Point labeling dataset excerpts:
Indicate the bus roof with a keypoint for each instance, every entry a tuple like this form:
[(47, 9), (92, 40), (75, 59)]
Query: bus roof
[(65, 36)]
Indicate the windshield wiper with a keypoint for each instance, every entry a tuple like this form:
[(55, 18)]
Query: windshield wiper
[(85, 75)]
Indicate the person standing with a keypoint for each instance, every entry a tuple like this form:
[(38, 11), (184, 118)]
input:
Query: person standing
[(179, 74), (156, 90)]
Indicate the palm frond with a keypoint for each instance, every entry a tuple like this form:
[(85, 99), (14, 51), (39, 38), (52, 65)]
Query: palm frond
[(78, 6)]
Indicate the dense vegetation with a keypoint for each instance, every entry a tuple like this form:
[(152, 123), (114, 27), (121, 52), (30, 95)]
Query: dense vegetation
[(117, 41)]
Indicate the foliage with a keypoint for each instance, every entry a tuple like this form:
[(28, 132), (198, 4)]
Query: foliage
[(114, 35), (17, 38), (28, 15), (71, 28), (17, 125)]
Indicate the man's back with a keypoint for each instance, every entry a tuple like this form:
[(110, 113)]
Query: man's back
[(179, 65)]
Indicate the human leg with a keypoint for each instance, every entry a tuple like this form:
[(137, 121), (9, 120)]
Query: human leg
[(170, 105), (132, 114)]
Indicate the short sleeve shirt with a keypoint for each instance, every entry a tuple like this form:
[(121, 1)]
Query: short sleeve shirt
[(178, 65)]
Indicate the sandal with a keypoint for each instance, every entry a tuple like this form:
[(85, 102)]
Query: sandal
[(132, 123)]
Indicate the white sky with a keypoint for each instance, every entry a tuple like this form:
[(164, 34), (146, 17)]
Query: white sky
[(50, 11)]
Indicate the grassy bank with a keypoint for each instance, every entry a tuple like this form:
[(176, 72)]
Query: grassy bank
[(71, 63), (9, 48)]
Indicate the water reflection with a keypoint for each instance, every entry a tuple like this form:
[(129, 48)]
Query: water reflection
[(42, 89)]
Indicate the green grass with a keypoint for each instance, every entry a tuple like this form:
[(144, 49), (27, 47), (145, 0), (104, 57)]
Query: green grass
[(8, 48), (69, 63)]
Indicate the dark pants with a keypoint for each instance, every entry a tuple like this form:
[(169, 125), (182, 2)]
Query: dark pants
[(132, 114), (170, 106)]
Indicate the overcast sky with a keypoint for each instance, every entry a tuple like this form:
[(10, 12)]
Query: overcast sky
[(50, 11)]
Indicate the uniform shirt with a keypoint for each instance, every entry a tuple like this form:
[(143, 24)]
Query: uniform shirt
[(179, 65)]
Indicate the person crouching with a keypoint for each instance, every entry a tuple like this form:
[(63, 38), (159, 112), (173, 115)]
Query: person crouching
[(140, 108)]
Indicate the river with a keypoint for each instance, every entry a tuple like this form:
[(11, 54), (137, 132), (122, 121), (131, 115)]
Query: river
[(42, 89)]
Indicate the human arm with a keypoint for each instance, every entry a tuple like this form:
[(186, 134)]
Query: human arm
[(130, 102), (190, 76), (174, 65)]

**Problem**
Reproduce the final stretch of the data above: every line from the one holding "Indicate the grassy" through the end, inclusive, exactly as written and nothing else.

**Output of the exercise**
Indicate the grassy bank with a keypoint for each instance, every entry a tuple like this form:
[(176, 72)]
Query: grassy bank
[(71, 63), (9, 48)]
Indicate the water reflection with a keypoint for each instance, every entry a tuple like this form:
[(129, 48)]
Query: water reflection
[(42, 89)]
Indicate the green grass with a keypoint for each instance, every entry a tuple like this form:
[(144, 49), (27, 47), (145, 0), (104, 57)]
Query: green grass
[(8, 48), (69, 63)]
Indicate the dark pants with a keypoint for each instance, every entry a tuple like this form:
[(169, 125), (182, 2)]
Query: dark pants
[(132, 114), (170, 106)]
Indicate the overcast sky with a keypoint for each instance, every entry a tuple like this form:
[(10, 12)]
Query: overcast sky
[(50, 11)]
Indicate the uniform shirt with a keypoint for each instance, every entry a tuple like this form:
[(143, 24)]
Query: uniform shirt
[(179, 65)]
Indicate the person crouching with a keypoint for each instance, every entry a tuple like this form:
[(63, 38), (159, 112), (173, 115)]
Query: person crouching
[(140, 108)]
Indicate the river with a keypoint for each instance, every entry a tuple like this form:
[(11, 54), (137, 132), (122, 121), (131, 115)]
Query: river
[(42, 89)]
Indicate the human arm with a keypoint for each instance, every entry a tuple like this form:
[(186, 134)]
Query: human arm
[(130, 102), (190, 76), (174, 65)]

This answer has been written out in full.